Records for the exercise ▸

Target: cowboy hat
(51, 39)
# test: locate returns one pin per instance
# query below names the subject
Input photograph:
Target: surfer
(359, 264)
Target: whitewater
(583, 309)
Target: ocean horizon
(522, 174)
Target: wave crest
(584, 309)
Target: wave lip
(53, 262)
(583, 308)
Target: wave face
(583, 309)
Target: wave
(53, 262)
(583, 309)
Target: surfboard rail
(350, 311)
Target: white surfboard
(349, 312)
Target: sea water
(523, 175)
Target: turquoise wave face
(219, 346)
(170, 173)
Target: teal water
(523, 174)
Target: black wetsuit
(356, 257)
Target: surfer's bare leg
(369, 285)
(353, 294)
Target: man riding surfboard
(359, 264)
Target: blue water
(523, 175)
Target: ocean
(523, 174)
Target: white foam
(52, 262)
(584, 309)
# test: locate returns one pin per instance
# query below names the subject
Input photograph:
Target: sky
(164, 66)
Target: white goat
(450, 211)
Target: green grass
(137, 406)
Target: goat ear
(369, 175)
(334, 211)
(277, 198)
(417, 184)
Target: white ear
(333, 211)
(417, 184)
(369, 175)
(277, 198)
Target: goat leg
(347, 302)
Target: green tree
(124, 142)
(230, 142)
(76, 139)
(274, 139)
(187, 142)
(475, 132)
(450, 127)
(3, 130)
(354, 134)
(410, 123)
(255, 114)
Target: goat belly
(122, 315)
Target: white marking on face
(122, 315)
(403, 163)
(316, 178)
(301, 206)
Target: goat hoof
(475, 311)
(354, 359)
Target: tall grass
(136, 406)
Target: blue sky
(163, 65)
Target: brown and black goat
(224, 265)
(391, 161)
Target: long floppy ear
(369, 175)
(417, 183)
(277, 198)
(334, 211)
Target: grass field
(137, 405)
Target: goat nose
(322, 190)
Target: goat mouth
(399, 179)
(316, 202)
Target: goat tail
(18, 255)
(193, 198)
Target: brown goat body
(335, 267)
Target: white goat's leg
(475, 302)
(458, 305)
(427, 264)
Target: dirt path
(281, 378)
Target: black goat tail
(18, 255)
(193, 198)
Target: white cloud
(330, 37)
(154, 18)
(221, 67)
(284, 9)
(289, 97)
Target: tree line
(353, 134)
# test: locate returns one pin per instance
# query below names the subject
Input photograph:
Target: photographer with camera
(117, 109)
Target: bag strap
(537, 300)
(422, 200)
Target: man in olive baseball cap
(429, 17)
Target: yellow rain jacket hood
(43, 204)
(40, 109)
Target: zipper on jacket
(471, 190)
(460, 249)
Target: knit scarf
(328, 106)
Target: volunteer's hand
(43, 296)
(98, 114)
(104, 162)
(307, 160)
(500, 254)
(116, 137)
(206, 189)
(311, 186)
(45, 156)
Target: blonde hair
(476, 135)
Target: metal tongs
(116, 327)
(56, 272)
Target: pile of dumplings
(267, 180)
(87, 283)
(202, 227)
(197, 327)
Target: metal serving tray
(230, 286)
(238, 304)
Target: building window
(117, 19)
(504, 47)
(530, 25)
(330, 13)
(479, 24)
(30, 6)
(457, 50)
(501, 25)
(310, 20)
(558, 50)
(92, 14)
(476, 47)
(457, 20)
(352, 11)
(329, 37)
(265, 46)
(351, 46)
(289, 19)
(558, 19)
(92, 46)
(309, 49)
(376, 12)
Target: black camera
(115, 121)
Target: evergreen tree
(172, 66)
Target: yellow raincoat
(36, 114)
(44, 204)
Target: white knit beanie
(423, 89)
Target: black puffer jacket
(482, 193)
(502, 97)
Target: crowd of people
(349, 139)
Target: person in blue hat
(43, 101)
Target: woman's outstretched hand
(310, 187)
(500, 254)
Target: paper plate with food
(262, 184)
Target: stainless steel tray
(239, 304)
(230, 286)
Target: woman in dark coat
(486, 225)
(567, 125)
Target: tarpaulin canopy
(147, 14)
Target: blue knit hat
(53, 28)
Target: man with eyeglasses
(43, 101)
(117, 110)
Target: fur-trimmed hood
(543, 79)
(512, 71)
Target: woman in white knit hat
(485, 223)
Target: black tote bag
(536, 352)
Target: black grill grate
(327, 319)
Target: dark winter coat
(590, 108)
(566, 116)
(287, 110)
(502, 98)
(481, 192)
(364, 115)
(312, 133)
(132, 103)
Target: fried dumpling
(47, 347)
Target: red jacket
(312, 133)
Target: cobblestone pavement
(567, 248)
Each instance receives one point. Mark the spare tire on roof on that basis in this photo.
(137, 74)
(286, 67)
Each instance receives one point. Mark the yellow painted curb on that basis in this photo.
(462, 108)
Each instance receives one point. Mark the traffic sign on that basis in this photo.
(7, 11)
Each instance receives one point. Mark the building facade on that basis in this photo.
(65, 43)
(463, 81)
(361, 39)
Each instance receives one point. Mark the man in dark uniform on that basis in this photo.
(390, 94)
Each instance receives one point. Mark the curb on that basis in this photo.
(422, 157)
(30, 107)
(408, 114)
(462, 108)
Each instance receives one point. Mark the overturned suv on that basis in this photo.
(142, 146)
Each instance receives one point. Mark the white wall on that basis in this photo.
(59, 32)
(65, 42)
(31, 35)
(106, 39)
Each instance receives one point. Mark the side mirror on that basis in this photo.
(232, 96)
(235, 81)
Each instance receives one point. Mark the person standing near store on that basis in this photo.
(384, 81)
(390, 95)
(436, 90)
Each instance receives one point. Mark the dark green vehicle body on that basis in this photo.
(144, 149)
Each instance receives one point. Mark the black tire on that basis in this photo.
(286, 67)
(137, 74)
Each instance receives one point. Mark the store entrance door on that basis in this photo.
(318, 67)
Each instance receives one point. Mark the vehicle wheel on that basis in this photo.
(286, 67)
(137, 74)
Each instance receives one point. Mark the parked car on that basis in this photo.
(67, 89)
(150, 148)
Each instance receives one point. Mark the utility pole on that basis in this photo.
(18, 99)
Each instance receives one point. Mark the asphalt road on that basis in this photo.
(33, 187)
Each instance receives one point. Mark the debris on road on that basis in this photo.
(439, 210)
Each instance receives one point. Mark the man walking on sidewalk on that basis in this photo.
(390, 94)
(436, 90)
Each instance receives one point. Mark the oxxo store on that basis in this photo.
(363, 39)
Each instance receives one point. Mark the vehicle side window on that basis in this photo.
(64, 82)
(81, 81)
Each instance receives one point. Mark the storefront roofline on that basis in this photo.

Problem statement ▸ In full and exactly, transcribe the material above.

Output of the exercise ▸
Target: cowboy hat
(51, 39)
# test: locate returns one pin per instance
# query below names the subject
Input photograph:
Target: surfer
(359, 264)
Target: whitewater
(583, 309)
Target: ocean horizon
(522, 174)
Target: wave crest
(584, 309)
Target: wave lip
(53, 262)
(583, 308)
Target: wave face
(583, 309)
Target: wave
(53, 262)
(583, 309)
Target: surfboard rail
(350, 311)
Target: white surfboard
(349, 312)
Target: sea water
(523, 175)
Target: turquoise wave face
(219, 346)
(170, 173)
Target: teal water
(523, 174)
Target: black wetsuit
(356, 257)
Target: surfer's bare leg
(369, 285)
(353, 294)
Target: man riding surfboard
(359, 264)
Target: blue water
(523, 175)
Target: ocean
(523, 174)
Target: white foam
(52, 262)
(584, 309)
# test: locate returns one pin per instance
# query below names the subject
Input photograph:
Target: sky
(164, 66)
Target: white goat
(450, 211)
Target: green grass
(137, 406)
Target: goat ear
(369, 175)
(334, 211)
(277, 198)
(417, 184)
Target: white ear
(333, 211)
(417, 184)
(369, 175)
(277, 198)
Target: goat leg
(347, 302)
Target: green tree
(124, 142)
(230, 142)
(76, 139)
(274, 139)
(187, 142)
(475, 132)
(450, 127)
(3, 130)
(354, 134)
(410, 123)
(255, 114)
Target: goat belly
(122, 315)
Target: white marking on face
(122, 315)
(403, 163)
(316, 178)
(301, 206)
Target: goat hoof
(475, 311)
(354, 359)
Target: tall grass
(136, 406)
Target: blue sky
(163, 65)
Target: brown and black goat
(224, 265)
(391, 161)
Target: long floppy ear
(369, 175)
(417, 183)
(277, 198)
(334, 211)
Target: grass field
(137, 405)
Target: goat nose
(322, 190)
Target: goat mouth
(399, 179)
(316, 202)
Target: goat tail
(18, 255)
(193, 198)
Target: brown goat body
(335, 267)
Target: white goat's leg
(475, 302)
(458, 305)
(427, 264)
Target: dirt path
(281, 378)
Target: black goat tail
(18, 255)
(193, 198)
Target: white cloud
(330, 37)
(154, 18)
(221, 67)
(284, 9)
(289, 97)
Target: tree line
(353, 134)
# test: locate returns one pin per instance
# query below names the subject
Input photograph:
Target: photographer with camera
(117, 109)
Target: bag strap
(537, 300)
(422, 200)
Target: man in olive baseball cap
(429, 17)
Target: yellow rain jacket hood
(43, 204)
(40, 109)
Target: zipper on jacket
(471, 190)
(460, 249)
Target: knit scarf
(328, 106)
Target: volunteer's hand
(43, 296)
(98, 114)
(104, 162)
(307, 160)
(500, 254)
(116, 137)
(206, 189)
(311, 186)
(45, 156)
Target: blonde hair
(476, 135)
Target: metal tongs
(116, 327)
(56, 272)
Target: pile of dumplings
(267, 180)
(87, 283)
(202, 227)
(197, 327)
Target: metal serving tray
(230, 286)
(238, 304)
Target: building window
(117, 19)
(504, 47)
(530, 25)
(330, 13)
(479, 24)
(30, 6)
(457, 50)
(501, 25)
(310, 20)
(558, 50)
(92, 14)
(476, 47)
(457, 20)
(352, 11)
(329, 37)
(265, 46)
(351, 46)
(289, 19)
(558, 19)
(92, 46)
(309, 49)
(376, 12)
Target: black camera
(115, 121)
Target: evergreen tree
(172, 66)
Target: yellow raincoat
(36, 114)
(44, 204)
Target: white knit beanie
(423, 89)
Target: black puffer jacket
(482, 193)
(502, 97)
Target: crowd of people
(349, 139)
Target: person in blue hat
(43, 101)
Target: woman's outstretched hand
(310, 187)
(500, 254)
Target: paper plate with food
(262, 184)
Target: stainless steel tray
(239, 304)
(230, 286)
Target: woman in dark coat
(486, 225)
(567, 125)
Target: tarpaulin canopy
(147, 14)
Target: blue knit hat
(53, 28)
Target: man with eyeglasses
(43, 101)
(117, 110)
Target: fur-trimmed hood
(543, 79)
(512, 71)
Target: woman in white knit hat
(485, 223)
Target: black tote bag
(536, 352)
Target: black grill grate
(327, 319)
Target: dark winter coat
(590, 108)
(566, 116)
(287, 110)
(502, 98)
(481, 192)
(364, 115)
(312, 133)
(132, 103)
Target: fried dumpling
(47, 347)
Target: red jacket
(312, 133)
Target: cobblestone pavement
(567, 248)
Each instance receives one point. Mark the spare tire on roof on that basis in this photo.
(137, 74)
(286, 67)
Each instance receives one point. Mark the yellow painted curb on that basis in this photo.
(462, 108)
Each instance receives one point. Mark the traffic sign on that basis in this photo.
(7, 11)
Each instance receives one point. Mark the building facade on that basis in this photo.
(65, 43)
(463, 81)
(361, 39)
Each instance receives one point. Mark the man in dark uniform on that basis in this photo.
(390, 94)
Each instance receives one point. Mark the curb on that basis in this photo.
(422, 157)
(30, 107)
(408, 114)
(462, 108)
Each instance receives one point. Mark the overturned suv on that basis in this photo.
(142, 146)
Each instance receives one point. Mark the white wall on that basis in this photo.
(59, 32)
(65, 42)
(31, 35)
(106, 39)
Each instance receives one point. Mark the side mirror on that basis in this photo.
(232, 96)
(235, 81)
Each instance receives one point. Mark the person standing near store on that basis in this photo.
(384, 81)
(390, 95)
(436, 90)
Each instance receives one point. Mark the dark green vehicle body on that basis in this photo.
(144, 149)
Each instance receives one point. Mark the black tire on that basis in this photo.
(286, 67)
(137, 74)
Each instance receives one point. Mark the store entrance door on that basis in this photo.
(318, 67)
Each instance receives one point. Mark the vehicle wheel on that basis in this photo.
(286, 67)
(137, 74)
Each instance receives one point. Mark the parked car on that basis in this photo.
(67, 89)
(150, 148)
Each instance receives one point. Mark the utility pole on that basis in this photo.
(18, 99)
Each instance receives one point. Mark the asphalt road on that basis in this photo.
(33, 187)
Each instance receives one point. Mark the debris on road on that basis in this photo.
(439, 210)
Each instance receives one point. Mark the man walking on sidewalk on that basis in this photo.
(390, 94)
(436, 90)
Each instance receives one point. Mark the oxxo store on that basis in this photo.
(363, 39)
Each instance receives one point. Mark the vehicle side window on that basis in this photo.
(64, 82)
(81, 81)
Each instance receives one point. Mark the storefront roofline on that basis in this photo.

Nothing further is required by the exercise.